→ STATED TASK: Find "sky near horizon?" in the material below, then copy that line and every subsequent line to the end, exactly.
-- Start LISTING --
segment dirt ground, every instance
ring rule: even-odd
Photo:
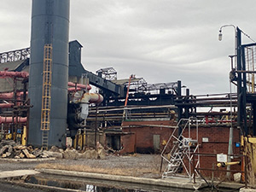
[[[126,175],[142,177],[160,177],[159,154],[133,154],[117,156],[109,154],[105,160],[54,160],[45,161],[10,161],[0,159],[0,172],[52,168],[69,171]]]

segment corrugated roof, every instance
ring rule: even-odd
[[[143,78],[134,78],[131,79],[131,83],[133,82],[138,82],[140,80],[142,80]],[[118,80],[111,80],[113,83],[116,84],[127,84],[129,83],[129,79],[118,79]]]

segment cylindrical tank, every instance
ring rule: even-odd
[[[28,144],[42,146],[41,108],[44,46],[52,44],[50,129],[48,145],[66,143],[69,0],[32,0],[29,70],[30,110]]]

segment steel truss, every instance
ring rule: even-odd
[[[0,53],[0,63],[26,60],[30,57],[30,48]]]
[[[192,125],[195,125],[195,135],[191,134]],[[183,127],[181,134],[178,136],[178,128],[180,126]],[[185,130],[187,130],[186,133]],[[172,148],[169,153],[167,148]],[[195,160],[195,165],[192,166],[194,153],[199,153],[198,121],[196,119],[192,118],[181,119],[160,154],[161,158],[167,162],[162,177],[166,178],[177,176],[177,174],[181,172],[181,168],[183,167],[191,181],[194,177],[192,168],[200,167],[199,156]],[[198,172],[196,173],[198,174]]]

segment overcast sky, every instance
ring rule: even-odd
[[[30,46],[30,0],[1,0],[0,52]],[[234,28],[256,39],[255,0],[71,0],[70,40],[95,73],[113,67],[148,83],[181,80],[191,94],[230,91]],[[243,36],[244,44],[252,41]]]

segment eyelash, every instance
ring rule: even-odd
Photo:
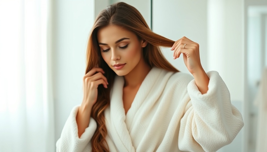
[[[126,48],[128,47],[128,45],[129,45],[129,44],[127,44],[127,45],[125,45],[124,46],[123,46],[122,47],[119,47],[119,48],[121,49],[125,49]],[[106,50],[103,50],[102,51],[102,52],[106,52],[108,51],[109,50],[109,49],[108,49]]]

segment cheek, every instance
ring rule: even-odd
[[[139,47],[138,45],[136,45],[135,47],[133,48],[131,50],[131,51],[128,52],[127,54],[128,58],[139,58],[141,55],[141,47]]]
[[[101,53],[101,56],[102,56],[102,58],[104,59],[104,60],[105,61],[105,62],[106,62],[107,64],[108,64],[109,61],[108,61],[108,53]]]

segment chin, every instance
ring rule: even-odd
[[[124,76],[127,74],[125,72],[124,72],[123,71],[115,71],[114,72],[115,72],[115,73],[116,73],[117,75],[119,76]]]
[[[112,70],[117,75],[119,76],[124,76],[129,73],[129,72],[125,70],[117,70],[116,69],[112,69]]]

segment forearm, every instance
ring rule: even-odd
[[[199,91],[202,94],[206,94],[208,91],[208,85],[209,79],[204,69],[196,72],[192,74],[195,83]]]
[[[89,126],[91,109],[91,106],[86,104],[82,104],[79,107],[76,117],[79,138]]]

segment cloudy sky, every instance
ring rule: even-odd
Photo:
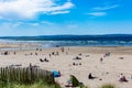
[[[0,36],[132,34],[132,0],[0,0]]]

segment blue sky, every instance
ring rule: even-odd
[[[0,0],[0,36],[132,34],[132,0]]]

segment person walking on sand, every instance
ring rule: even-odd
[[[102,63],[102,61],[103,61],[103,58],[101,57],[101,58],[100,58],[100,62]]]

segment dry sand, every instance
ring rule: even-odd
[[[6,46],[1,45],[0,47]],[[9,46],[12,45],[8,44]],[[19,45],[16,46],[19,47]],[[59,55],[50,57],[53,52],[58,52]],[[32,65],[37,65],[43,69],[61,70],[62,76],[56,78],[56,81],[62,84],[63,87],[69,75],[75,75],[79,81],[89,88],[98,88],[102,84],[113,84],[117,88],[132,88],[132,79],[130,78],[132,75],[132,47],[65,47],[64,53],[61,52],[61,47],[54,47],[43,48],[42,51],[10,51],[9,55],[2,55],[2,53],[4,51],[0,51],[1,67],[9,65],[25,67],[32,63]],[[79,55],[80,53],[81,55]],[[105,53],[110,53],[110,56],[103,57]],[[73,59],[76,56],[81,57],[81,59]],[[50,62],[40,62],[40,58],[44,59],[45,57]],[[103,58],[102,62],[100,62],[101,57]],[[120,59],[120,57],[123,57],[123,59]],[[78,65],[74,66],[73,63]],[[79,65],[80,63],[81,65]],[[88,79],[89,73],[98,78]],[[128,82],[119,82],[121,73],[125,75]]]

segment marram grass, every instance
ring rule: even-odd
[[[116,88],[116,86],[112,84],[105,84],[100,88]]]
[[[48,85],[43,81],[37,81],[32,85],[20,85],[15,82],[10,82],[8,85],[1,85],[0,88],[61,88],[58,84]]]

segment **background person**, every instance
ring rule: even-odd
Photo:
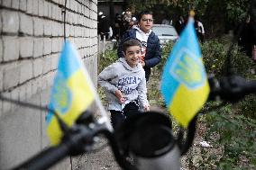
[[[138,25],[127,31],[119,44],[118,58],[123,58],[122,50],[123,43],[127,39],[137,39],[141,41],[142,55],[141,64],[145,70],[146,80],[151,75],[151,68],[159,64],[161,60],[161,49],[158,36],[152,31],[153,18],[149,11],[142,12],[138,16]]]

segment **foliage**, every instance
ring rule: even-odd
[[[114,63],[117,60],[117,51],[116,49],[107,49],[105,53],[101,54],[99,57],[98,72],[100,73],[105,67]]]
[[[223,40],[211,40],[201,44],[203,60],[207,73],[216,76],[224,74],[224,60],[229,44]],[[153,67],[148,85],[149,99],[151,105],[164,106],[160,93],[160,79],[162,67],[173,43],[168,43],[162,49],[162,61]],[[100,57],[99,70],[116,60],[116,50],[107,50]],[[248,78],[255,78],[255,64],[245,57],[239,48],[234,46],[231,53],[232,68],[234,73]],[[102,91],[99,91],[104,97]],[[219,103],[207,103],[204,106],[207,112]],[[213,145],[213,148],[201,148],[200,159],[197,169],[255,169],[256,168],[256,96],[250,95],[237,104],[227,104],[215,109],[211,114],[201,116],[200,124],[206,126],[206,132],[200,136]],[[203,119],[202,119],[203,118]],[[213,149],[219,150],[212,151]],[[197,154],[197,153],[196,153]],[[187,162],[198,155],[187,156]],[[192,165],[196,166],[196,165]],[[191,167],[192,167],[191,166]]]

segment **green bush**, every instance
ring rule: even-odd
[[[116,49],[107,49],[99,57],[98,73],[118,59]]]

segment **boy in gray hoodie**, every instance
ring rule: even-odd
[[[140,64],[141,42],[130,39],[123,42],[124,58],[106,67],[98,76],[98,84],[105,90],[113,128],[124,119],[150,110],[147,100],[145,71]]]

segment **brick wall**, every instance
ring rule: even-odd
[[[2,94],[47,105],[63,45],[64,4],[65,0],[0,0]],[[96,17],[96,0],[67,0],[66,35],[78,48],[95,83]],[[48,144],[45,114],[0,101],[0,169],[21,163]],[[68,162],[59,168],[69,169]]]

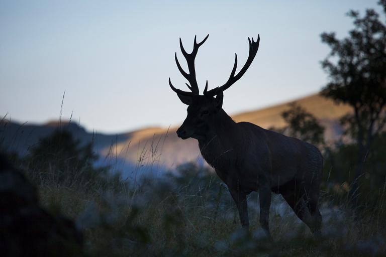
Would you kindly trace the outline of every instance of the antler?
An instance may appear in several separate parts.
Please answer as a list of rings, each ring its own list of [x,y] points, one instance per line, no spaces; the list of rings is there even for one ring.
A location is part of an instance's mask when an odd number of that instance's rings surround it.
[[[256,54],[257,53],[257,50],[259,49],[259,44],[260,43],[260,35],[257,36],[257,40],[255,42],[253,42],[253,38],[252,38],[252,41],[251,41],[249,38],[248,38],[248,41],[249,42],[249,54],[245,64],[244,65],[244,66],[241,68],[239,73],[235,76],[236,69],[237,68],[237,54],[235,54],[236,56],[235,58],[235,64],[233,65],[233,69],[232,70],[231,75],[229,77],[228,81],[222,86],[213,88],[208,91],[207,91],[208,90],[207,88],[206,87],[205,90],[204,91],[204,95],[214,96],[220,92],[223,92],[229,88],[229,87],[242,77],[248,68],[249,68],[252,61],[253,61],[253,59],[254,59],[255,56],[256,56]]]
[[[170,81],[170,78],[169,78],[169,85],[170,86],[170,87],[173,90],[173,91],[176,93],[187,96],[197,95],[200,93],[199,86],[197,84],[197,80],[196,78],[195,59],[196,59],[196,56],[197,55],[197,52],[199,50],[199,48],[200,48],[200,47],[201,46],[201,45],[205,42],[208,37],[209,37],[209,34],[208,34],[208,36],[207,36],[202,41],[197,43],[196,41],[196,36],[195,36],[195,43],[193,45],[193,51],[192,51],[191,53],[190,54],[188,54],[186,53],[186,51],[185,51],[185,49],[183,48],[183,46],[182,46],[182,42],[181,41],[181,38],[179,38],[179,46],[181,48],[181,52],[182,52],[183,56],[186,60],[187,67],[189,69],[189,74],[186,73],[186,72],[183,70],[182,68],[181,67],[181,65],[179,64],[178,59],[177,59],[177,53],[176,53],[175,55],[174,55],[175,63],[177,64],[177,67],[178,68],[179,72],[181,72],[181,74],[182,74],[182,76],[183,76],[185,78],[186,78],[189,82],[190,85],[189,85],[187,83],[185,84],[191,92],[186,92],[176,88],[171,84],[171,81]]]

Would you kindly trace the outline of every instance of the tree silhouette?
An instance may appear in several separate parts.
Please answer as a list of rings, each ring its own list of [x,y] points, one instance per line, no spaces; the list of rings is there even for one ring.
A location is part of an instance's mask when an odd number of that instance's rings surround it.
[[[378,4],[386,13],[386,0]],[[361,17],[350,11],[354,29],[342,40],[334,33],[324,33],[322,41],[331,52],[322,62],[330,82],[322,95],[350,105],[353,114],[341,120],[346,133],[358,145],[356,177],[350,195],[354,207],[357,205],[358,179],[363,173],[366,157],[374,139],[386,123],[386,26],[373,9]]]
[[[315,146],[323,144],[324,127],[316,118],[296,102],[288,105],[290,109],[281,113],[281,116],[288,124],[282,133]]]

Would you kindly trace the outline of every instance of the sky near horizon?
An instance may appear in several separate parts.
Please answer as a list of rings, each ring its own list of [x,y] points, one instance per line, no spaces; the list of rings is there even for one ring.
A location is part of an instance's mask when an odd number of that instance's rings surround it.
-- End LISTING --
→ EXERCISE ANSWER:
Would you kindly trace the outline of every instance of the sky near horizon?
An instance may appear in several separate parts.
Please answer as a list of rings, each ring its own list of [x,y] points, one instance per line, no spaces; the list of rings is there even for one ring.
A location is part of an instance's mask when an odd number of that instance's rings surround it.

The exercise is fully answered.